I thought that once summer is here we were going to be sort of bored, looking for things to do and friends to hang out with. After all, many home schoolers we know follow the traditional school year. For example, our preschool co-op is over and done with 'til September and so it the Math Trek. Rrrrright......
Over the last couple of weeks we've been very-very-very busy with the capital "B", dashing from one thing to the next and being late just about everywhere we'd go. Plus we're not exactly taking a whole summer off either. We study a bit each day, mostly through reading books and talking about stuff. But also I've been teaching M to read. He knows most letters and reads very short words. Anything longer than 4 letters puts him off. But I think it's just a matter of practice.
So we practice, although not as much as I'd like. This is us playing the "5 marshmallows" reading game. It's simple - I write 5 syllables on paper cups, turn the cups upside down and hide a mini-marshmallow under one of the cups. When M opens his eyes, I tell him "The marshmallow is under... "му" (for example). Now he has to find the right cup by reading all the syllables. No guessing! If he gets it wrong, I get the marshmallow.
For this game he likes assembling all his little toys and "sharing" the hard-won marshmallows with them, giving each one a bite to eat. So it takes us a while to get through all five marshmallows. But it's fun and it works.
He's still heavily into putting together various contraptions. The new twist is he might want to sketch it out first. So he takes a sheet of paper and a red marker (gotta be the red one!) and carefully draws two vertical lines for the body, a jumble of wires in between (some squiggly lines), a few gears (small circles), and caps it all off with a head - an egg-shape with no facial features.
This is M assembling a refueling station for his new Star Wars toy (thanks, Grandpa!). The droid starfighter took forever to fuel up 'cause it needed "three million and fourteen gallons" of fuel. No matter since Darth Vader and the minions were patiently waiting.
Finally, this is M in the Contraption Room at the Museum of Life and Science in Durham. It's an awesome room that is full of spare parts to build the basic simple machines and put them together into Rube Goldberg-like contraptions. I'm in love with this room! In fact, I want to scale it down just a little bit and re-create here, at home. Maybe next school year.

◆ Recorded information ◆
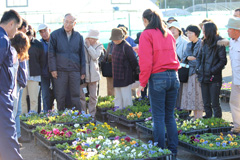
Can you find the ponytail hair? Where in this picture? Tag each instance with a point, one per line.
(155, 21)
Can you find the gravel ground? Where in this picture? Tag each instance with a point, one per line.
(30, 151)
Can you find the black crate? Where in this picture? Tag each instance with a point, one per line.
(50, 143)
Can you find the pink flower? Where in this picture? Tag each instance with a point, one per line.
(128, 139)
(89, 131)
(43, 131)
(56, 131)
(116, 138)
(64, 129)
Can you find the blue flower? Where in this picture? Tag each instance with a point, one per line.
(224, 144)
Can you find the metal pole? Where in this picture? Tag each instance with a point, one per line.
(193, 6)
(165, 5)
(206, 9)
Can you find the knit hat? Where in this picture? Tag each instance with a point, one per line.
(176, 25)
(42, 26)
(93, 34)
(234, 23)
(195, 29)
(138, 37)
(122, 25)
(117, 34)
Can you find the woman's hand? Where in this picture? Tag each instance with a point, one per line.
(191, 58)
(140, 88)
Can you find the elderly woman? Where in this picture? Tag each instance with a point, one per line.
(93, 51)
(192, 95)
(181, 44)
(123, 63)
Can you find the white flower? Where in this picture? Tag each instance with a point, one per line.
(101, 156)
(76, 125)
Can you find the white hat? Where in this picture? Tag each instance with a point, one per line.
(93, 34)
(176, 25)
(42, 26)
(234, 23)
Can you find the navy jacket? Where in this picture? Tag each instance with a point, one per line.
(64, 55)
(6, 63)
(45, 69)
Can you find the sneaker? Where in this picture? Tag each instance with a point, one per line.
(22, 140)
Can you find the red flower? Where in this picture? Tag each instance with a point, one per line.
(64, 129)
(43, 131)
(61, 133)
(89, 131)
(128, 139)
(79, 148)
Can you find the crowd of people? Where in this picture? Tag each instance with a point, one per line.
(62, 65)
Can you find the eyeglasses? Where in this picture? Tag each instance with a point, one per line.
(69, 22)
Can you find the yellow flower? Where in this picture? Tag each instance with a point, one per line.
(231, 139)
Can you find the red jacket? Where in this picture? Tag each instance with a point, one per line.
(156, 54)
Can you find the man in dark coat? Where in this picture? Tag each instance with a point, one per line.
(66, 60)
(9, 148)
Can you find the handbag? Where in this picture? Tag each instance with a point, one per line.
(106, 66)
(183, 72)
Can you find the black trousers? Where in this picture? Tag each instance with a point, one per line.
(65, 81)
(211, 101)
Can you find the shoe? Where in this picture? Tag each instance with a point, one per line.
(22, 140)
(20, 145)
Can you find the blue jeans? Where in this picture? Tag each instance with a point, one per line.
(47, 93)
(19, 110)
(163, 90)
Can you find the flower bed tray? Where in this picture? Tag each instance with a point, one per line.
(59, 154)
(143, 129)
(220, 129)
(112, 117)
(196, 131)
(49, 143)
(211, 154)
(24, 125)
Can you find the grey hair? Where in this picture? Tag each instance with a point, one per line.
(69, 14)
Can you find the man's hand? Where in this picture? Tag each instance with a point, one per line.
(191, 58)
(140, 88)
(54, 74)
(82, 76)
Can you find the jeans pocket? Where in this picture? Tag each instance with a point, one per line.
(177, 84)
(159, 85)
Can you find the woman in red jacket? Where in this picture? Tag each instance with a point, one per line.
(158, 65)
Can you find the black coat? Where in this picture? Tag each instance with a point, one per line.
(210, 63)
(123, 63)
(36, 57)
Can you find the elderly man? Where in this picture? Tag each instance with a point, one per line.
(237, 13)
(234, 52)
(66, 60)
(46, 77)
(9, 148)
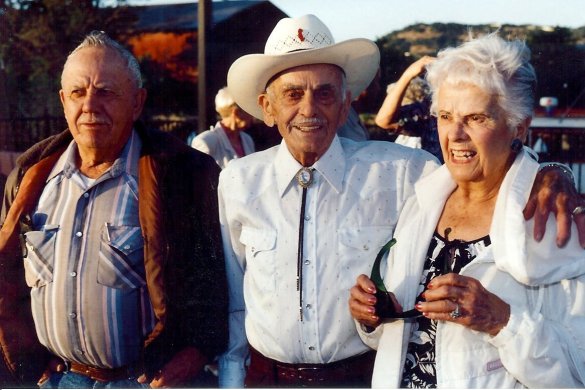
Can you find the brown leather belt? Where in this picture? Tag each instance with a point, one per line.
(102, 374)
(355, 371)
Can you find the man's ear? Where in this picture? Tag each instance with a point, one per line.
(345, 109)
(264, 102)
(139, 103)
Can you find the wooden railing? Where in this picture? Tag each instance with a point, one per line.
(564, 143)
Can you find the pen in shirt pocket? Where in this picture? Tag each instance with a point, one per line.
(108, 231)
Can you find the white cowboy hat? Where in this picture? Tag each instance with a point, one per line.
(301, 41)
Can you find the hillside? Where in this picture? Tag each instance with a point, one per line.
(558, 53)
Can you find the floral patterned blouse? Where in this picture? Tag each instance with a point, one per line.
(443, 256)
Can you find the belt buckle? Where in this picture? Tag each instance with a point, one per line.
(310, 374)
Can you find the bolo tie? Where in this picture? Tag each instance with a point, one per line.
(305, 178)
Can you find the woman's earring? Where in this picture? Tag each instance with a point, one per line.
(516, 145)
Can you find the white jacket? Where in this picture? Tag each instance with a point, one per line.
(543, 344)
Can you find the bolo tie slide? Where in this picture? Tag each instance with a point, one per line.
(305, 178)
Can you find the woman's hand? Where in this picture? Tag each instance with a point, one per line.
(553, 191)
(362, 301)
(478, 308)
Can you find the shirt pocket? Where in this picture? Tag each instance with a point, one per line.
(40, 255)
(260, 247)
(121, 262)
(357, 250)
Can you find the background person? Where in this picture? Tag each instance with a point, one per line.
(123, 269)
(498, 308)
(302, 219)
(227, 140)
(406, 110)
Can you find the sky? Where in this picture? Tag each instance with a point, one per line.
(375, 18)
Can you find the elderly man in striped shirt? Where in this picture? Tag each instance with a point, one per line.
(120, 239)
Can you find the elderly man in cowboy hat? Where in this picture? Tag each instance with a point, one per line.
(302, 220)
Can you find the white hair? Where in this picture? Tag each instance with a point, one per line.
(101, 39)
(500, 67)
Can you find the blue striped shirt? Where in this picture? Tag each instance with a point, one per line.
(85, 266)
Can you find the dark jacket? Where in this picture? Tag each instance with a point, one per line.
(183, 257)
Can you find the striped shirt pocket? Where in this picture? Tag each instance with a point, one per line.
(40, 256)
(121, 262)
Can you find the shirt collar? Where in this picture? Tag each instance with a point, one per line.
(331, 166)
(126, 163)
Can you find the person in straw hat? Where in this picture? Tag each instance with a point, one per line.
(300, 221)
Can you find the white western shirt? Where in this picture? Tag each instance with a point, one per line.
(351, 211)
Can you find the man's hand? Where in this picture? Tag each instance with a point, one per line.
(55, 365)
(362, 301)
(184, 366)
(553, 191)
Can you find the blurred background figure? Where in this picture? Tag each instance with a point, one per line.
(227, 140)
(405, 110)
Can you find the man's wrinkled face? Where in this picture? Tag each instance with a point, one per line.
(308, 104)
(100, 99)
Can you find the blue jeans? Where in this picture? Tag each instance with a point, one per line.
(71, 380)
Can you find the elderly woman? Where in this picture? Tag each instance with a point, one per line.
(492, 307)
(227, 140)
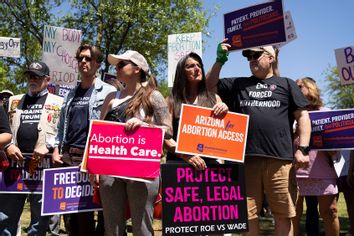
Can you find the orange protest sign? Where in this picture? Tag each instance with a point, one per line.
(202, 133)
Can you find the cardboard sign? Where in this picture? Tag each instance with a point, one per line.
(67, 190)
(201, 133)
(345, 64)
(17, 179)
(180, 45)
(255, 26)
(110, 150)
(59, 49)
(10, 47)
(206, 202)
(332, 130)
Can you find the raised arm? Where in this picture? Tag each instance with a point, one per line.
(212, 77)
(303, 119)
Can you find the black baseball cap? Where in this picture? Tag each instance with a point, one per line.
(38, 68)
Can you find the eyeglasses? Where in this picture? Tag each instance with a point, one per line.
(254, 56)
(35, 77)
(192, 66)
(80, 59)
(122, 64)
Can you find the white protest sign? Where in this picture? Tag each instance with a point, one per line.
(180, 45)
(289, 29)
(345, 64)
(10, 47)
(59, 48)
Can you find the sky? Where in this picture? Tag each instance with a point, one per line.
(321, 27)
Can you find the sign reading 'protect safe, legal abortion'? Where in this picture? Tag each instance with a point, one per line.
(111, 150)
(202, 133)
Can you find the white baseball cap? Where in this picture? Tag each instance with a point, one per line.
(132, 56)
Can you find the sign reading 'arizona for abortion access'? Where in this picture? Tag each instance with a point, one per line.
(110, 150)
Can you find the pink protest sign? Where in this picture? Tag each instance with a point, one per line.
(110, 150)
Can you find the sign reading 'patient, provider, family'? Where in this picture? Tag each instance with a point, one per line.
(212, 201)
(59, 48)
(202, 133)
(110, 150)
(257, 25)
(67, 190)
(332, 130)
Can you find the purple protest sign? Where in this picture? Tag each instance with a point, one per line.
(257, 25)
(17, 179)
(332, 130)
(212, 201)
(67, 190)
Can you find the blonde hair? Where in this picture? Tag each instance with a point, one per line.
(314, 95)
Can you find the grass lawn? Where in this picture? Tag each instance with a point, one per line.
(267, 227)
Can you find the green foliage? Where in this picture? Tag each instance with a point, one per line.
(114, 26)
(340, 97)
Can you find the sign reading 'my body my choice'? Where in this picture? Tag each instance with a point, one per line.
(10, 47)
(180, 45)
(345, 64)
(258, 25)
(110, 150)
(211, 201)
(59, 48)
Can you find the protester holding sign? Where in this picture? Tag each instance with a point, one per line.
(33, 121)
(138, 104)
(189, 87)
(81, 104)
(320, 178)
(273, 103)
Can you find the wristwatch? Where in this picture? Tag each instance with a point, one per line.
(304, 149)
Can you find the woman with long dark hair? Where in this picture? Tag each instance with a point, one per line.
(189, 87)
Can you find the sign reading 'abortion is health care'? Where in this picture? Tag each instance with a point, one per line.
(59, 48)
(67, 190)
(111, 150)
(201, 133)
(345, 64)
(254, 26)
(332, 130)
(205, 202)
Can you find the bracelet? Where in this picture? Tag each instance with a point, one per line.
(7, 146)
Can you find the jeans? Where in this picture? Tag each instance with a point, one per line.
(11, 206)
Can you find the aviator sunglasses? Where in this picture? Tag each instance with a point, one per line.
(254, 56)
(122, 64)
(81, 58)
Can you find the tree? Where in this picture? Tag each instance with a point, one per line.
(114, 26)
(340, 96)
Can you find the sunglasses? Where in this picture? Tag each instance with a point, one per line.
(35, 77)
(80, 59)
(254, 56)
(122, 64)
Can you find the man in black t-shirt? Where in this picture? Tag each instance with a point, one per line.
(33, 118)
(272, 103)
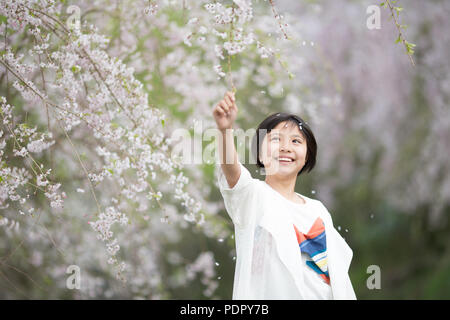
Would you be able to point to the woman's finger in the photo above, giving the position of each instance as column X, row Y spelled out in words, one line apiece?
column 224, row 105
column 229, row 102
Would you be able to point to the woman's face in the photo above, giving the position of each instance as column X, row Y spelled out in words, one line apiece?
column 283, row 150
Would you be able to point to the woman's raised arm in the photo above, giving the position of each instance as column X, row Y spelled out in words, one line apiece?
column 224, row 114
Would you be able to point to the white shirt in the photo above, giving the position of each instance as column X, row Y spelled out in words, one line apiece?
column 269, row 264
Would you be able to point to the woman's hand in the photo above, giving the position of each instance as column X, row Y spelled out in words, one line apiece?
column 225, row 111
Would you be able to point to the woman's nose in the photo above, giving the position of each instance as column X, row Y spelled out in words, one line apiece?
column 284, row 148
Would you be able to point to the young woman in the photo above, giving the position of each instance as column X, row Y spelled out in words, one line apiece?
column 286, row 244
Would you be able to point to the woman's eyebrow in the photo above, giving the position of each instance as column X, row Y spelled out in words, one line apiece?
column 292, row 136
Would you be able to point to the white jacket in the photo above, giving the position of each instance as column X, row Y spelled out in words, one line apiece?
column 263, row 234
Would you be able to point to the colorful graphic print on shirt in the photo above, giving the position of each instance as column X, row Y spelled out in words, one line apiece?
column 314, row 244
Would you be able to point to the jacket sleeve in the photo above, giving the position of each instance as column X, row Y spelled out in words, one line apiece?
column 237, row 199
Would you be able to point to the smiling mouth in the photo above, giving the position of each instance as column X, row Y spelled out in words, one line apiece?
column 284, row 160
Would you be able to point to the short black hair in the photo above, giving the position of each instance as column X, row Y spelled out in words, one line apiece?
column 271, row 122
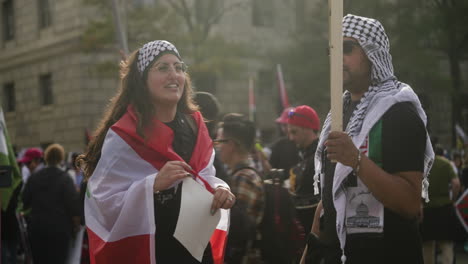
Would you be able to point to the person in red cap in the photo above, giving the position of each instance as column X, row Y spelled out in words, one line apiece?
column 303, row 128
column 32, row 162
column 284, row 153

◆ What the task asks ◆
In the homeschool summer post above, list each part M draws when he sketches a contraption, along with what he draws it as.

◆ Response area ◆
- Body: two vertical lines
- Wires: a jumble of squiggly lines in between
- Gears: a few small circles
- Head: an egg-shape with no facial features